Extract
════════

Portions of that section of the memo were redacted, but in speaking with Mr. Priebus, Mr. Comey made clear that the bureau was taking the allegations seriously.

“I explained that the analysts from all three agencies agreed it was relevant and that portions of the material were corroborated by other intelligence,” Mr. Comey wrote. He then defended his decision to share it with Mr. Trump, saying again that “much of it was consistent with and corroborative of other intelligence.”

Later in the conversation, Mr. Priebus asked Mr. Comey if their discussion was private. When the director replied that it was, the White House chief of staff asked whether the F.B.I. had ever wiretapped Mr. Flynn.

Mr. Comey told Mr. Priebus that the question was inappropriate and should be directed through other channels. His response was redacted.

The two men then proceed to the Oval Office, where Mr. Comey said Mr. Trump denied that he had consorted with Russian prostitutes, as the dossier claimed.

════════

Work instructions
1) In the excerpt about the Comey memo above, shorten the paragraph that begins "Later in the conversation" while keeping its main facts.
2) Pick up the excerpt about the Comey memo after its last sentence and continue it.

Material supplied
════════

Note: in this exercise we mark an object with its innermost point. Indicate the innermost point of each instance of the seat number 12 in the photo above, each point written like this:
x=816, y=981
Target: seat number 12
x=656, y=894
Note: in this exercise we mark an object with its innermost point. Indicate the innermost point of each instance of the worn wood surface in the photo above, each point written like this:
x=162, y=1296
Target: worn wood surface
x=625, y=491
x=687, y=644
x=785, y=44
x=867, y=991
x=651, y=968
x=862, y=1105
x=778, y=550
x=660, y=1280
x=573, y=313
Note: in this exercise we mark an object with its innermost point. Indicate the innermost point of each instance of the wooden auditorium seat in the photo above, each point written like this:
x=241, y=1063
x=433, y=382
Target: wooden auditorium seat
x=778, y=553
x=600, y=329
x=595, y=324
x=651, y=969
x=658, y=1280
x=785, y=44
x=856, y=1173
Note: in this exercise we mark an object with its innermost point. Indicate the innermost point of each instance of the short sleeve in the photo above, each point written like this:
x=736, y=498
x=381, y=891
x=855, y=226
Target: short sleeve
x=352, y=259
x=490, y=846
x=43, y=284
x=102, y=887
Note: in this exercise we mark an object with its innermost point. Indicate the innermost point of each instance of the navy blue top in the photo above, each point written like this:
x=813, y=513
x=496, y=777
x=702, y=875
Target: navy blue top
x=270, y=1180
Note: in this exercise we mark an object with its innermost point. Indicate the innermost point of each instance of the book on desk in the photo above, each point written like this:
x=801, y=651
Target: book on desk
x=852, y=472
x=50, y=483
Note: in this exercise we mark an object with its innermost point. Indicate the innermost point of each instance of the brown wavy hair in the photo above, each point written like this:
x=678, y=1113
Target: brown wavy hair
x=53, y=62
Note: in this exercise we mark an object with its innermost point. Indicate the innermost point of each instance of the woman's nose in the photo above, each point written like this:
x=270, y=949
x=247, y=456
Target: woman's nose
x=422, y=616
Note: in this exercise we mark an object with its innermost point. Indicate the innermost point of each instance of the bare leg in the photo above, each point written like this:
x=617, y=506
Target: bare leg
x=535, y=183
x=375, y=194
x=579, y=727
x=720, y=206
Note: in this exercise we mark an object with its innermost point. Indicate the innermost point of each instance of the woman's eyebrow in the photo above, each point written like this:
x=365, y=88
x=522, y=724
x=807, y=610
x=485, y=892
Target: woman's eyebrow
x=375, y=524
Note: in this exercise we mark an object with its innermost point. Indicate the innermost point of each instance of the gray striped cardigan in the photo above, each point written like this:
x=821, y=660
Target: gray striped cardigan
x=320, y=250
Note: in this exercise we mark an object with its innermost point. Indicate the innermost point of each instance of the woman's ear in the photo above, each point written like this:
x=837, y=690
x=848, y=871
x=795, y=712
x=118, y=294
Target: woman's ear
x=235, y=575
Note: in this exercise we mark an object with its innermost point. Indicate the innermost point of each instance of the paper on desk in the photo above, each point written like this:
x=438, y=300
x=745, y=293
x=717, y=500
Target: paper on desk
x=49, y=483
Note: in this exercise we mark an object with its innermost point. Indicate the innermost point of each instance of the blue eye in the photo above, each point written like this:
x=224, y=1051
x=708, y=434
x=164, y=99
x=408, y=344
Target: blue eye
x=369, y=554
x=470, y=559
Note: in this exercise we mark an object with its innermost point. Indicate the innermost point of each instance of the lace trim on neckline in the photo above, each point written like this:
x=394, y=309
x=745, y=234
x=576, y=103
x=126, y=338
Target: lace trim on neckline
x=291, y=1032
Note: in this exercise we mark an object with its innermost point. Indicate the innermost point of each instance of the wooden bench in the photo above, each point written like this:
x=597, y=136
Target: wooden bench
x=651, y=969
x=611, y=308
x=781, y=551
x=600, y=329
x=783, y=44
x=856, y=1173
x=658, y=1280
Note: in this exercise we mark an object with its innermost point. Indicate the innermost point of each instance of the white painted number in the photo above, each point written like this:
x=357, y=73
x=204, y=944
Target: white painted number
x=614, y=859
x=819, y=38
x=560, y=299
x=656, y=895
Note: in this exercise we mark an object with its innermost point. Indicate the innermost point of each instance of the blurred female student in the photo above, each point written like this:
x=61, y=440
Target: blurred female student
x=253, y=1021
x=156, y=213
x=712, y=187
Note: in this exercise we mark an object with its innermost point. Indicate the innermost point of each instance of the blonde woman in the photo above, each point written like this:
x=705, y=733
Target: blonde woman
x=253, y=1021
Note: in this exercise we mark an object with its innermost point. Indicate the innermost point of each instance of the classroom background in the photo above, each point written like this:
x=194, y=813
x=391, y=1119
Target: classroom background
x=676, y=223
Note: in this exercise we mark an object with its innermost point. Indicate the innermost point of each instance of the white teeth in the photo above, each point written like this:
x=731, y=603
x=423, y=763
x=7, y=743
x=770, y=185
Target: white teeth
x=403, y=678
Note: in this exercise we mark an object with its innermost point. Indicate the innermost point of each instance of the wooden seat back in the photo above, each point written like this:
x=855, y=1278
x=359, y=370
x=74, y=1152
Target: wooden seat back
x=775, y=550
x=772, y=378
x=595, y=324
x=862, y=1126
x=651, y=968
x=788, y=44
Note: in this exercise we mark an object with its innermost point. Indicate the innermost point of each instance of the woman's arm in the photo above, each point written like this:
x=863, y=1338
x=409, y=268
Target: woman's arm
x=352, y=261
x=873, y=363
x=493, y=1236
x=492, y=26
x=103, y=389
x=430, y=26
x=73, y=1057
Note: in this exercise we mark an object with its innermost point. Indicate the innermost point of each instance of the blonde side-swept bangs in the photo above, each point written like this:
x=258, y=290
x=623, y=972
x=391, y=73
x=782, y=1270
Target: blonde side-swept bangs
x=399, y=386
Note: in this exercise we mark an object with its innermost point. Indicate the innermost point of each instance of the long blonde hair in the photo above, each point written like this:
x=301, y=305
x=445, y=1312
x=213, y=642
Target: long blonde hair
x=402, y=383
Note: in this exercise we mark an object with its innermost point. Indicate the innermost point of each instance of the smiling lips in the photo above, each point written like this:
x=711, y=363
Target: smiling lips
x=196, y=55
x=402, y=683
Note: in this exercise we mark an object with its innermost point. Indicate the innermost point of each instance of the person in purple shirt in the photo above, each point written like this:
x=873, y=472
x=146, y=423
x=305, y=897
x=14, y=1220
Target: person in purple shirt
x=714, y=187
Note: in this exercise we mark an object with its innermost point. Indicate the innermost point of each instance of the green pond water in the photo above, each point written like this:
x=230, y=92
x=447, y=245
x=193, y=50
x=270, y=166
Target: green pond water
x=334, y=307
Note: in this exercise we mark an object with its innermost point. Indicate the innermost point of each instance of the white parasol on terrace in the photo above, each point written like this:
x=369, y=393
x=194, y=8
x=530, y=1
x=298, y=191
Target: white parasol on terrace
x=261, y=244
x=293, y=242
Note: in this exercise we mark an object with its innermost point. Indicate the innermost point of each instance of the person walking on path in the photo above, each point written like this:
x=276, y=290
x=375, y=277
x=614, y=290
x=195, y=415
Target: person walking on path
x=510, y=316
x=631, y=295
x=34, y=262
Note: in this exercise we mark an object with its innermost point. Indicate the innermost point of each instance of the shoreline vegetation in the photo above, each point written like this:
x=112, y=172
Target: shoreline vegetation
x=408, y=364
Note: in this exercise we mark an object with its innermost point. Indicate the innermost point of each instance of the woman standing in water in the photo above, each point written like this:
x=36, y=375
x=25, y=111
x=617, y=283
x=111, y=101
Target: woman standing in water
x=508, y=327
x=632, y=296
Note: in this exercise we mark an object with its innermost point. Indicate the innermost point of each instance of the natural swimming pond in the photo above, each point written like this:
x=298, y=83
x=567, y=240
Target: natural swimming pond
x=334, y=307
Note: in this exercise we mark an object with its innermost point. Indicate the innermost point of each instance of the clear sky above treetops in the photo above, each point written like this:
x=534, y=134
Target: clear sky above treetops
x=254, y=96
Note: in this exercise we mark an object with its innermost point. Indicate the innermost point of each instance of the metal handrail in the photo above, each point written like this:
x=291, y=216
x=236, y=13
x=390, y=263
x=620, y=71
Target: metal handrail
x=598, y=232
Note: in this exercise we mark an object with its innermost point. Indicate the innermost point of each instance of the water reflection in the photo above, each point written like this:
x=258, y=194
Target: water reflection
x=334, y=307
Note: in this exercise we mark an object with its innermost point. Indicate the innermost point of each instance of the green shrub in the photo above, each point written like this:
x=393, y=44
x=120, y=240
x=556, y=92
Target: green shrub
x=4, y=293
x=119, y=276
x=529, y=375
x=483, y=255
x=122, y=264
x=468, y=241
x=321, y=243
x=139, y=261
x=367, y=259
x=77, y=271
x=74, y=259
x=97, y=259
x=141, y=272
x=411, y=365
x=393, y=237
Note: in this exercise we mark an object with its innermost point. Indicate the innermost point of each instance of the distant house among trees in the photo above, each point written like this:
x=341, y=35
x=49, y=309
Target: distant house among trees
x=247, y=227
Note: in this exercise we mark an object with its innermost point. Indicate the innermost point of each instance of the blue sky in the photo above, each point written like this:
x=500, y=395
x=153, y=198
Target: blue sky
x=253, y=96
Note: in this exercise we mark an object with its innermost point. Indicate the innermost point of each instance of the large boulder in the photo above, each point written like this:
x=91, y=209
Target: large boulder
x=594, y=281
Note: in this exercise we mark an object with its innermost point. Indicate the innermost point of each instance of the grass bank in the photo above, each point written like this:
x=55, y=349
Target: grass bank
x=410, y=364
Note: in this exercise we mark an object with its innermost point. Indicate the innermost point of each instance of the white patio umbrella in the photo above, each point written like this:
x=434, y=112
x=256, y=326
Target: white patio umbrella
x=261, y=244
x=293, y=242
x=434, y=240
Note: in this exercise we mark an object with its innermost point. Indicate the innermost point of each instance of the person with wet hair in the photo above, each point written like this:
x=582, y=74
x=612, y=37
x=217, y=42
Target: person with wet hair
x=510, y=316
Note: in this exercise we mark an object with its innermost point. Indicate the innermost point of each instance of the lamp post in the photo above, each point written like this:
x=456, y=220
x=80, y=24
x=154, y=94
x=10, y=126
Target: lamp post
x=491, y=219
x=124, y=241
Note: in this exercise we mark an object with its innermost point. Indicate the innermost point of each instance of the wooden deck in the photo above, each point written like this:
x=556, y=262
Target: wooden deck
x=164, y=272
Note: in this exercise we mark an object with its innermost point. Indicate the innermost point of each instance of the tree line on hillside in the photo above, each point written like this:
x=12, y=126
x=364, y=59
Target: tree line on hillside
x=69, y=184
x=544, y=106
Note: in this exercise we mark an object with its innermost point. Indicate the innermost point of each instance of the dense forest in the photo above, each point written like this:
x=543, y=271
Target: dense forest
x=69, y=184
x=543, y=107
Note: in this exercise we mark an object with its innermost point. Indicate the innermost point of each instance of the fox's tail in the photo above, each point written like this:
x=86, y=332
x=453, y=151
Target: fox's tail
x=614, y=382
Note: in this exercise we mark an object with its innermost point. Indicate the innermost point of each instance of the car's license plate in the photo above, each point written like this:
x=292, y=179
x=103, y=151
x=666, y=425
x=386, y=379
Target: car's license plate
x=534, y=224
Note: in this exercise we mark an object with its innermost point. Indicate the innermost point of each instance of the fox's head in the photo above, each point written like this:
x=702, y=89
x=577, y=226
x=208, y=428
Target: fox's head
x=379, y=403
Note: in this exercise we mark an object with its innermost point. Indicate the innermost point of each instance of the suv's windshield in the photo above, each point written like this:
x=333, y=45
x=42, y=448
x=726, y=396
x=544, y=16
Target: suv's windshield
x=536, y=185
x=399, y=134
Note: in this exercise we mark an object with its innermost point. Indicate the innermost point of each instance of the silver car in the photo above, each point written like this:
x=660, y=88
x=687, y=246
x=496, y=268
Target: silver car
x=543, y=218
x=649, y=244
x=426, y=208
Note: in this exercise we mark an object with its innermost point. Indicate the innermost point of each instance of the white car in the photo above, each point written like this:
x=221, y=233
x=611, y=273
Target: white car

════════

Answers per task
1) Later, Mr. Priebus asked Mr. Comey whether their talk was private. When told it was, he asked if the F.B.I. had ever wiretapped Mr. Flynn.

2)
“The president said ‘the hookers thing’ is nonsense, but that Putin had told him, ‘We have some of the most beautiful hookers in the world,'” Mr. Comey wrote. He said Mr. Trump did not specify when the conversation with Mr. Putin took place.

Other memos add new details to well-known exchanges. In the same meeting in which Mr. Trump asked Mr. Comey to end the Flynn investigation, the men bonded over leaks of sensitive government information.

“I said I was eager to find leakers and would like to nail one to the door as a message,” Mr. Comey wrote. But, he explained, prosecuting journalists “was tricky” for legal reasons.

Mr. Trump told Mr. Comey to talk to “Sessions,” referring to Attorney General Jeff Sessions, “and see what we can do about being more aggressive.”

Mr. Trump asked Mr. Comey on two separate occasions whether his deputy, Andrew G. McCabe, “had a problem with him” and mentioned a large donation made to his wife’s political campaign by an ally of Hillary Clinton.

Mr. Comey defended Mr. McCabe as a “true pro” and said Mr. Trump would come to agree.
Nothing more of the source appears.